● Exercise task
Answer these from the blog post on Army recruiter lying below:
(a) In what role did the writer deal with recruiter lying at the end of the Vietnam War?
(b) In the television commercials, what are the teenage boys trying to convince their parents of?
(c) What did "communications specialist" actually mean for some of the kids the writer spoke to?

● Page extract
########################################

Saturday, December 02, 2006

 

Do Robot Recruiters Dream of Electric Lies?


Back in the day, at the dreary end of the Vietnam War, I had to deal, as a JAG officer, with the results of Army recruiter lying. I've been watching the recent spate of television commercials with earnest teenage boys (if they have ones with teenage girls, I haven't seen them) trying to convince their skeptical parents that joining the Army or the Reserves is a good idea. The kids inevitably come to the point where they extol the training they'll get that can be used in later civilian life. About that time I start yelling at the screen "That's what you think, kid!"

I can't begin to guess how many kids I spoke to back then who thought they were going to get training in cutting edge electronics, only to find out that "communications specialist" meant they'd be trained to run, under fire, with rolls of wire to connect WWII surplus hand-cranked telephones together, or similar tales of woe.

########################################

(Position annotation records)
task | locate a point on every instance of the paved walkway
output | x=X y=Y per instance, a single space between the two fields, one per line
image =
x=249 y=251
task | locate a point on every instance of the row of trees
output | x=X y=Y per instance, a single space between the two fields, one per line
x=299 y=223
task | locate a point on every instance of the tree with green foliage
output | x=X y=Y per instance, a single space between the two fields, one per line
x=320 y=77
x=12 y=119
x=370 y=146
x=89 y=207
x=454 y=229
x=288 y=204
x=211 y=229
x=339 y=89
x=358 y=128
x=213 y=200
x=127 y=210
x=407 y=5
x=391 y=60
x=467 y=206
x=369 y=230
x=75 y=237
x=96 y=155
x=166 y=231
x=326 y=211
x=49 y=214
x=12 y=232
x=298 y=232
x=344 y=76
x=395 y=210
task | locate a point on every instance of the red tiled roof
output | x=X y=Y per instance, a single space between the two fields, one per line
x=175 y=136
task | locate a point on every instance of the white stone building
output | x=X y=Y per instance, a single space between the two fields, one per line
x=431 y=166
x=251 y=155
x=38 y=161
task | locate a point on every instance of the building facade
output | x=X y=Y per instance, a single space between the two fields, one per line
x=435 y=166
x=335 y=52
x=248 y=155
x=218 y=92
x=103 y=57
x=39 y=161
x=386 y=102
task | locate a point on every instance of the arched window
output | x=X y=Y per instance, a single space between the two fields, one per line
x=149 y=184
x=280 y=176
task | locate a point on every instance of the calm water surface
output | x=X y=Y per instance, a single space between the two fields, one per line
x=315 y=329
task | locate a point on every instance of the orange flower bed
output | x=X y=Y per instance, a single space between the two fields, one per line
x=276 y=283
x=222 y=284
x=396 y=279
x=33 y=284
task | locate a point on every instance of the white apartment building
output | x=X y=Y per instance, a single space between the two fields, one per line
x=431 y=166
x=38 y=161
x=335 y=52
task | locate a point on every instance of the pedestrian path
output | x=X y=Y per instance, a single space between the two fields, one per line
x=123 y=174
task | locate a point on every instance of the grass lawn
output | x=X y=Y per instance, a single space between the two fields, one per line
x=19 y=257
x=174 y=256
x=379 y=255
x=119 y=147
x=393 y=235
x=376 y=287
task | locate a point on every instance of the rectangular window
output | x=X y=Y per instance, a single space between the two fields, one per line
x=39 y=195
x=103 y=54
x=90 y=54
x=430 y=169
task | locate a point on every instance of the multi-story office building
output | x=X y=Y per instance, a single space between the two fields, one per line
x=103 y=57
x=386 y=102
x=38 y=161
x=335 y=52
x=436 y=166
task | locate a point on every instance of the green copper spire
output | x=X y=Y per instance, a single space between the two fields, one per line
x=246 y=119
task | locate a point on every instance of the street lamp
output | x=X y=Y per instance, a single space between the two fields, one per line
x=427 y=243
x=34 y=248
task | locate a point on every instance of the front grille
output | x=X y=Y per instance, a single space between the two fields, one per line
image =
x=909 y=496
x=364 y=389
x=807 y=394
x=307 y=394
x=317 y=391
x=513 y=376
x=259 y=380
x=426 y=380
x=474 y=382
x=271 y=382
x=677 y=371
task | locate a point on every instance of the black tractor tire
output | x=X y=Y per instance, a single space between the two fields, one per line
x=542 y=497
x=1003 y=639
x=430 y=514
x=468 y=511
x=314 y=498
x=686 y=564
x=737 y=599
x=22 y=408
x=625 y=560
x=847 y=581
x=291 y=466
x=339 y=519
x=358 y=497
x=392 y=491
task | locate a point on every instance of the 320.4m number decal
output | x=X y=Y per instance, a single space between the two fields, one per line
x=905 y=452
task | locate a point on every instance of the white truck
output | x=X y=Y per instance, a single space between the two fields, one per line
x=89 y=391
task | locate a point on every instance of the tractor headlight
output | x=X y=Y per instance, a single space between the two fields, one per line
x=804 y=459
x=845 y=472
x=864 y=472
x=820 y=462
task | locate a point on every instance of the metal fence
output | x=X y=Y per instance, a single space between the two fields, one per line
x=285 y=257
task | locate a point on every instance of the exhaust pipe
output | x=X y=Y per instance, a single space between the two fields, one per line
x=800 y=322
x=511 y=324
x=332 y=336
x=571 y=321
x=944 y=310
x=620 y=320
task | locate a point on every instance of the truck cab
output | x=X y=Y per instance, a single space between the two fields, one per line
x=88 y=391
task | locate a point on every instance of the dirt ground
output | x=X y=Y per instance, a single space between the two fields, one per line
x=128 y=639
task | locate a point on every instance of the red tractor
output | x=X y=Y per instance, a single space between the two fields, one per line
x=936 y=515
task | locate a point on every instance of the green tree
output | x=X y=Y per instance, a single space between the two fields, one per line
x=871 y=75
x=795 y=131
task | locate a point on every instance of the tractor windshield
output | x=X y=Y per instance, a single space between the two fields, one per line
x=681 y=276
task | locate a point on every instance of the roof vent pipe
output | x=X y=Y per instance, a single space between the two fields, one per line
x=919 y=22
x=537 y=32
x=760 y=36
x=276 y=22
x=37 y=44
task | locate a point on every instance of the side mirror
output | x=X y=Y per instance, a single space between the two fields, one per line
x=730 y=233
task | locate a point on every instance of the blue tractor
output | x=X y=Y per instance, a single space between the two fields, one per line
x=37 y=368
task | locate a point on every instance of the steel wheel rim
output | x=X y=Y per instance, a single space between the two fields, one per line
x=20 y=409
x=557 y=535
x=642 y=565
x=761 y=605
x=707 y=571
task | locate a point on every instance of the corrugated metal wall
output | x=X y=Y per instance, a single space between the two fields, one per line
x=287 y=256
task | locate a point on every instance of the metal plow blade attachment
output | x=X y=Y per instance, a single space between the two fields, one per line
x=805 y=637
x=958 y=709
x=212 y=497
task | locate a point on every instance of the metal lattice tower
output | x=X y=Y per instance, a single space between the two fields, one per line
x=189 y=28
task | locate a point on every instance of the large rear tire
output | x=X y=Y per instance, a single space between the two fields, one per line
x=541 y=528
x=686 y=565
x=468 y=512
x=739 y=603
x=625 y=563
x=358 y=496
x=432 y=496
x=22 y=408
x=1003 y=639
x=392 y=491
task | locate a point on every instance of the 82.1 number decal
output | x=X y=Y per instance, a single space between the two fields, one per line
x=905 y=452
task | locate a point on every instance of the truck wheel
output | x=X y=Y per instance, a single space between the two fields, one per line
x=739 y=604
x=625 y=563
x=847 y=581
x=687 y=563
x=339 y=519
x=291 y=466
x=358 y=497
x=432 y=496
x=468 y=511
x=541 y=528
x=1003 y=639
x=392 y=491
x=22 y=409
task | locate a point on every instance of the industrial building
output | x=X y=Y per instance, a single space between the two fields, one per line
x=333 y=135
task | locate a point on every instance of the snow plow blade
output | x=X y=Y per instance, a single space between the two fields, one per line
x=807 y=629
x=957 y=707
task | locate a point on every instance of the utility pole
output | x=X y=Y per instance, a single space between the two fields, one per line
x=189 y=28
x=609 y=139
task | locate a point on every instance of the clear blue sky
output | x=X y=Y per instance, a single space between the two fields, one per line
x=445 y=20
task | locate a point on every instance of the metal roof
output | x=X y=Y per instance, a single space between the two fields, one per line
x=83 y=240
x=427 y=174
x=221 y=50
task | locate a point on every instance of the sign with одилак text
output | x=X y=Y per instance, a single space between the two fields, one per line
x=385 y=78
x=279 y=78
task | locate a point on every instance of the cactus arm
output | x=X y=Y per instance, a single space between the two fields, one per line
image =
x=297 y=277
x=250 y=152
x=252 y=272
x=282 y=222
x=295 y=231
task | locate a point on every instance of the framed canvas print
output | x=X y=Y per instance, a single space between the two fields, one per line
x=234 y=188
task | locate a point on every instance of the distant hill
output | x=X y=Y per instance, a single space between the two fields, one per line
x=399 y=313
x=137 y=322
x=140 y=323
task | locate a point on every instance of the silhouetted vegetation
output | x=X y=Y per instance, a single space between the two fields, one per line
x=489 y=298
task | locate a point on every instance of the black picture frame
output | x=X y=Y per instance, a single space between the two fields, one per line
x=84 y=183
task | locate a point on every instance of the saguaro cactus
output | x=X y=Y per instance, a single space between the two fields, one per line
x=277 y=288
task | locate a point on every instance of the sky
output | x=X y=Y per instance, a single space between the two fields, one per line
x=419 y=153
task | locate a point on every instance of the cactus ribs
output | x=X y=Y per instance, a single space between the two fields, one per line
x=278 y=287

########################################

● Reply to the task
(a) As a JAG officer.
(b) That joining the Army or the Reserves is a good idea.
(c) Being trained to run, under fire, with rolls of wire to connect WWII surplus hand-cranked telephones together.